▶ **To be done**:
Translate this sentence from the Romans 16:5 commentary below into Spanish: "Yet the other reading is sufficiently natural, for the reasons already assigned."

▶ **Extracted text**:
----------

Bible Verse Explanations and Resources


Romans 16:5

Adam Clarke
Bible Commentary

The Church that is in their house - In these primitive times no such places existed as those which we now term churches; the word always signifying the congregation or assembly of believers, and not the place they assembled in. See the term defined at the end of the notes, Matthew 16:28; (note).

Epenetus - the first fruits of Achaia - In 1 Corinthians 16:15, the house or family of Stephanas is said to be the first fruits of Achaia: how then can it be said here, that Epenetus was the first fruits, or first person who had received the Gospel in that district? Ans. - Epenetus might have been one of the family of Stephanas; for it is not said that Stephanas was the first fruits, but his house or family; and there can be no impropriety in supposing that one of that house or family was called Epenetus; and that this person, being the only one of the family now at Rome, might be mentioned as the first fruits of Achaia; that is, one of that family which first received the Gospel in that country. This would rationally account for the apparent difficulty, were we sure that Αχαιας, of Achaia, was the true reading: but this is more than doubtful, for Ασιας, of Asia, is the reading of ABCDEFG, some others; the Coptic, Ethiopic, Armenian, Vulgate, and Itala; and some of the chief of the fathers. On this evidence Griesbach has admitted it into the text. Yet the other reading is sufficiently natural, for the reasons already assigned.

----------

▶ **Entries shown**:
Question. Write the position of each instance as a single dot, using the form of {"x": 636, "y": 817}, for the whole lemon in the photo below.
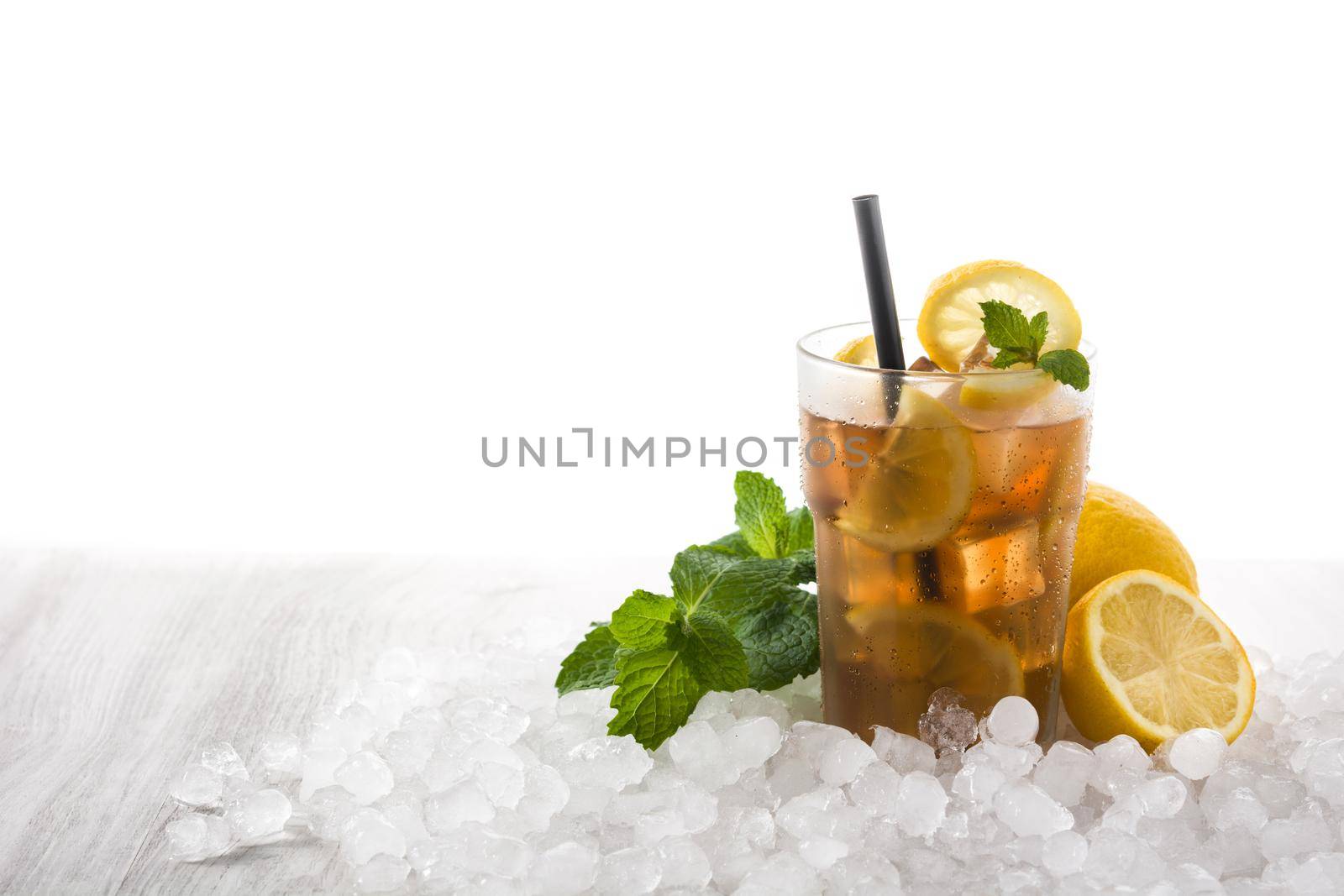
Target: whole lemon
{"x": 1117, "y": 533}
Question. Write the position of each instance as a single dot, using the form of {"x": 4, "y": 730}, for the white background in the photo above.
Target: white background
{"x": 270, "y": 270}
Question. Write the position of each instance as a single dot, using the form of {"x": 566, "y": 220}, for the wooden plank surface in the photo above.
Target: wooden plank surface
{"x": 116, "y": 669}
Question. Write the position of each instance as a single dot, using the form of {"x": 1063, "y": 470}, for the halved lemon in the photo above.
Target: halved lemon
{"x": 949, "y": 322}
{"x": 1148, "y": 658}
{"x": 914, "y": 490}
{"x": 924, "y": 647}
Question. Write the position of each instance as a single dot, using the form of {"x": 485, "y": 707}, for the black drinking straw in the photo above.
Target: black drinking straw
{"x": 882, "y": 302}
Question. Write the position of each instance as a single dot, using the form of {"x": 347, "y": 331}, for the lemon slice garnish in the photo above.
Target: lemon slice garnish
{"x": 1146, "y": 658}
{"x": 949, "y": 322}
{"x": 916, "y": 486}
{"x": 925, "y": 647}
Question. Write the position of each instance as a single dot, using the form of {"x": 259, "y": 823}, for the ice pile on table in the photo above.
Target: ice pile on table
{"x": 463, "y": 772}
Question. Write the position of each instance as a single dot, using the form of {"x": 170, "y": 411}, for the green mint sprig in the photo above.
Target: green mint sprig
{"x": 737, "y": 618}
{"x": 1019, "y": 342}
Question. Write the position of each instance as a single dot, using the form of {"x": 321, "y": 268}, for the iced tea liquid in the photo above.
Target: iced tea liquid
{"x": 978, "y": 606}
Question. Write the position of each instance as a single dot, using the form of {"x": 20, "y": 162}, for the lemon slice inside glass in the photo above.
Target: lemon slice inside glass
{"x": 916, "y": 486}
{"x": 1148, "y": 658}
{"x": 951, "y": 320}
{"x": 1005, "y": 391}
{"x": 862, "y": 351}
{"x": 925, "y": 647}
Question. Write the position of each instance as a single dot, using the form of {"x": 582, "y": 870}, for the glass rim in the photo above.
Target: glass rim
{"x": 1086, "y": 348}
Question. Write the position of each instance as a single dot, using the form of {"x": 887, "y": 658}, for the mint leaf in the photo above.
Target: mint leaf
{"x": 1039, "y": 327}
{"x": 1066, "y": 365}
{"x": 732, "y": 587}
{"x": 655, "y": 694}
{"x": 1008, "y": 328}
{"x": 781, "y": 642}
{"x": 736, "y": 620}
{"x": 658, "y": 687}
{"x": 1019, "y": 342}
{"x": 761, "y": 513}
{"x": 732, "y": 544}
{"x": 644, "y": 621}
{"x": 712, "y": 653}
{"x": 591, "y": 664}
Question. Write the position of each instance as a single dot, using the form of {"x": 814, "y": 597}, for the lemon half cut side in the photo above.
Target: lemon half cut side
{"x": 1148, "y": 658}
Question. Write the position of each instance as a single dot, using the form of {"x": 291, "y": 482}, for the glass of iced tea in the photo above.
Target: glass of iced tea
{"x": 945, "y": 510}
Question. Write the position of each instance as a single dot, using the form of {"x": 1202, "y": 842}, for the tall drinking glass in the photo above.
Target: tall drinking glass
{"x": 945, "y": 510}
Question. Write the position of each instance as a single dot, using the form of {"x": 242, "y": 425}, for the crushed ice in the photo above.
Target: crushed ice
{"x": 463, "y": 772}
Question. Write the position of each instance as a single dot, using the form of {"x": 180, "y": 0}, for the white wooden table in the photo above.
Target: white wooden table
{"x": 116, "y": 669}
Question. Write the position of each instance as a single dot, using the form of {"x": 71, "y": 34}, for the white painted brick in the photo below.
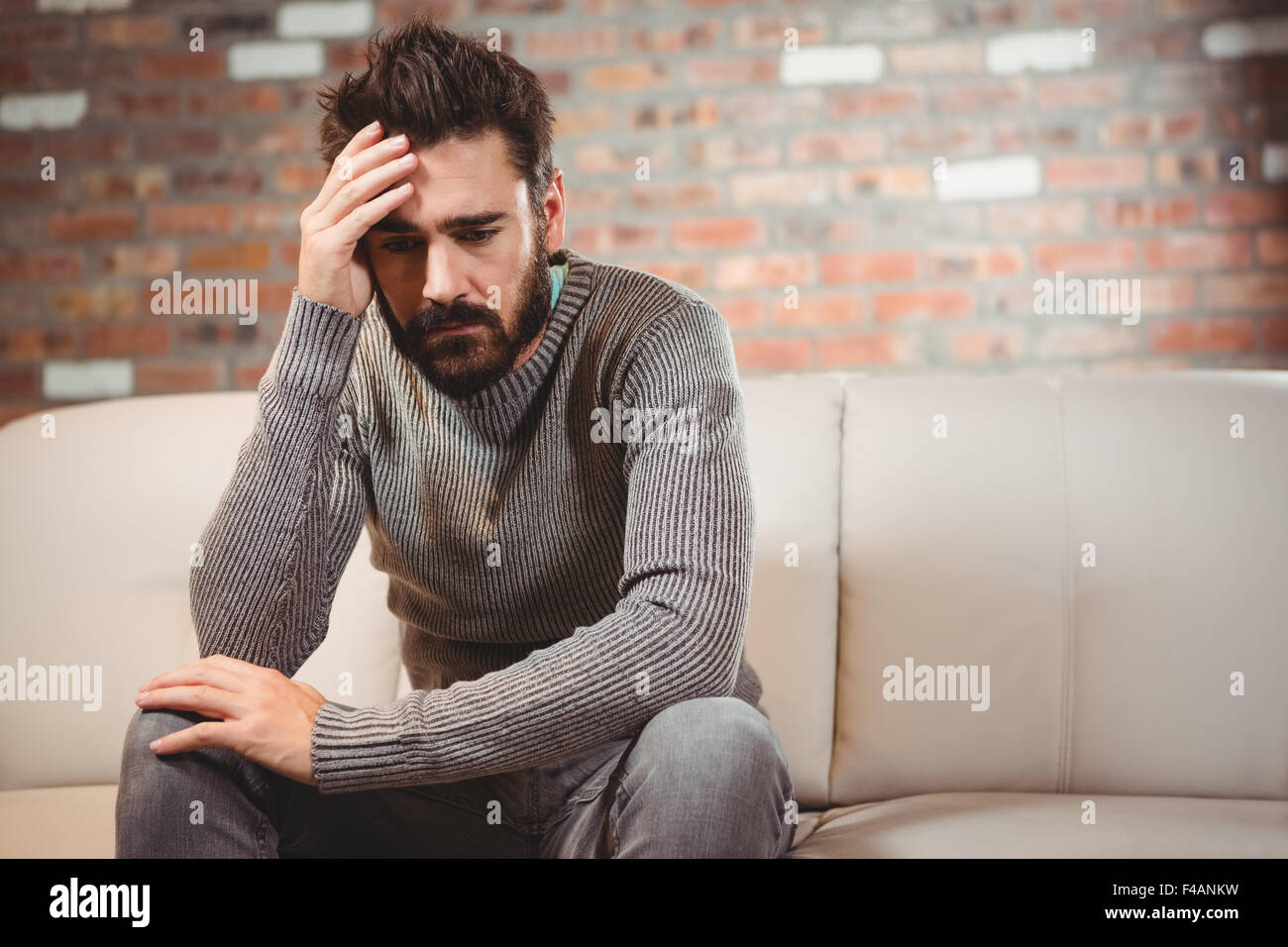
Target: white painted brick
{"x": 1051, "y": 51}
{"x": 1236, "y": 39}
{"x": 300, "y": 20}
{"x": 249, "y": 60}
{"x": 859, "y": 62}
{"x": 97, "y": 377}
{"x": 990, "y": 179}
{"x": 80, "y": 5}
{"x": 43, "y": 110}
{"x": 1274, "y": 161}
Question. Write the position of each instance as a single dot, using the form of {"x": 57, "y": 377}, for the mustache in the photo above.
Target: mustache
{"x": 433, "y": 316}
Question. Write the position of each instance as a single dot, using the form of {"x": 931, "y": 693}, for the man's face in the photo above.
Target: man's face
{"x": 463, "y": 268}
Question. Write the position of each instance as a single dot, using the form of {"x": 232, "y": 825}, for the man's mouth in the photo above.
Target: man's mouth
{"x": 455, "y": 328}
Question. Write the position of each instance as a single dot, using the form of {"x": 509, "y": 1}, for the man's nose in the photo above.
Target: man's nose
{"x": 445, "y": 278}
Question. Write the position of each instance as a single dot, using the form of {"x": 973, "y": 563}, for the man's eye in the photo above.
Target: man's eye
{"x": 398, "y": 247}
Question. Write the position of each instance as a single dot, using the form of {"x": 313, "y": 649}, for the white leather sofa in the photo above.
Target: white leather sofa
{"x": 1134, "y": 706}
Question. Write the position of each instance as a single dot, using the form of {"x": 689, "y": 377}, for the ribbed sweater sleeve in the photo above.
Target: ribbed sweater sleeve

----------

▶ **Correct response**:
Sin embargo, la otra lectura es suficientemente natural, por las razones ya expuestas.